◆ Çalışma talimatları:
1. Ücret fonu teorisi metninde adı geçen bütün kişileri sıralayın.
2. Ücret fonu teorisini anlatan metni son cümlesinden sonra sürdürün.

◆ Okunacak metin:

Ücret fonu teorisi İngiliz İktisatçısı John Stuart Mili tarafından geliştirilmiştir. John Stuart Mili nin Ücret Fonu Teorisinde temel yaklaşım önceden var olan ve sabit durumda olan bir fon tarafından ücretlerin ödenmesini sağlanmaktadır. Bu nedenlerle geliştirilen kurama göre, ülke içinde müteşebbis kişiler tarafından ücretleri ödenmesini sağlamak için bir fon oluşturulmakta ve bu kurulan fonun çalışan insan miktarına bölünmesinde elde edilen sonuç, ücret düzeylerinin artmasını ya da azalmasını belirlemekte (Işığıçok, 2017, s. 91).

Ücret Fonunun kuruluşunda, tasarruflar yardımıyla ortaya çıkan bir sermaye unsuru katılarak fonun bir kısmını teşkil etmekte. Oluşan bu fon kapasitesi toplam çalışan insan rakamları ile bölünmektedir. Ücretlerin toplam miktarı ücret fonu düzeyinin altında olmaktadır. Bir ekonomi sistemin içinde ücretlerin doğal düzeylerinden yukarıya yükseltilmesinin imkânı yoktur. Eğer sendikalar ve hükümet politikaları yardımıyla artırılsa, bu durum ancak diğer işçilerin ücret düzeylerinin azalması hesabına arta bilmektedir. Bu kuramın açıklamasına göre ne zaman sermaye miktarında yükselme gerçeklediğinde ve ya çalışan bireylerin sayısında azalma yaşandığında, işte o zaman ücret miktarında artmalar olacaktır. Genel olarak ücret miktarı nüfus ve sermaye faktörünün değişimiyle ilişkilidir (Beşikkaya, 2012, s. 42).

◆ Ham veri:

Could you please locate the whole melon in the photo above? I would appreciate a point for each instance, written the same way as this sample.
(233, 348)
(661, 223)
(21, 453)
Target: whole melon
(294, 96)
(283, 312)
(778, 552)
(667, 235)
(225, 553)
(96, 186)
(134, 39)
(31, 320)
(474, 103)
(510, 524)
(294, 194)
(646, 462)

◆ Yanıtlar:
1. John Stuart Mili, Işığıçok, Beşikkaya

2.
Söz konusu fonun temel fikri ücretin önceden oluşturulan bir fona bağlı konumunda olması ve ücret seviyelerini bu fonun üretim içinde olan işçi sayısına bölmesinden çıkan sonuç yardımıyla düzenlenmesi olmaktadır. Fon içinde bir önceki dönem üretilen malların satışından oluşan sermaye, ücretleri ödenmesi için bir pay teşkil etmektedir. Emek talebinin oluşumunda bir önceki üretim döneminde geçerli olan ücret düzeyleri etkili olmakta ve çalışanların ücretleri daha önceden oluşturulan sermayenin genişliği belirlemektedir. Çalışan kişilerin sayıları sabit durumda, sermayenin kapasitesi ve ücret fonu birlikte yükselişe geçerse, bunlara bağlı şekilde ücret miktarları da yükselme seyrini izlemektedir (Özturk N. , 2005, s. 33).

John Stuart Mili nin ortaya atığı bu kuram da çeşitli yönlerden eleştirilmiştir. Yönelen eleştirilerin ilki, ücret ödemleri için kurulan ücret fonu ve

30 çalışan insan sayısının statik olarak kalamaması ve bu etkenlerin zamanla dinamik özelliklerinin bulunmasıdır. Real hayatta çalışan insan hacmi ile oluşturulan ücret fonu belli dönemlerde esneklik göstermiştir. Kısa zaman diliminde daralma durumu yaşanırken, üzün zaman diliminde küçük ölçüde değişiklikler gerçekleşmiştir(Işığıçok, 2017, s. 92).

1.10.1.3.Artık Değer Teorisi

19. yüzyılın ortalarına gelindiğinde klasik okul içinde farklı bir ekol, sosyalist düşünürler ekolu ayrılarak ortaya çıkmaya başlamışlardı. Bu ekol kendi görüş ve kuramlarını geliştirirken Ricardonun kuramlarına dayanarak ondan istifade etmişlerdir. Ricardo değerin kaynağı emek olduğunu vurgulamıştır. Bununla beraber toplumun gelenek ve adetlerinden kaynaklı olarak biçimlenen yaşam koşullarını sürdüre bilmesinde, neslinin devamı ve yaşam ihtiyaçlarını karşılaya bilmesinde yeteri kadar ücret miktarına sahip olmasını söylemiştir. Sosyalist düşüncenin vekilleri de ücret ve değer kuramından faydalanarak çalışanların fazlasıyla değer yaratmasına rağmen, geçimlik düzeyde bir ücret almalarını adaletsiz sayarak, sermayedar kesimi tarafından sömürüldüğünü savunmuşlardır(Doğruyol & Aydınlar, 2015, s. 268).

Artık Değer Teorisi, işveren kesimin kazançları olan kar ve faiz gelirlerini, çalışanların emeğini istismar ederek haksız kazanma yolu olduğunu düşünmüşler ve teorilerini bu görüş üzerine kurmuşlardır(Işığıçok, 2017, s. 93).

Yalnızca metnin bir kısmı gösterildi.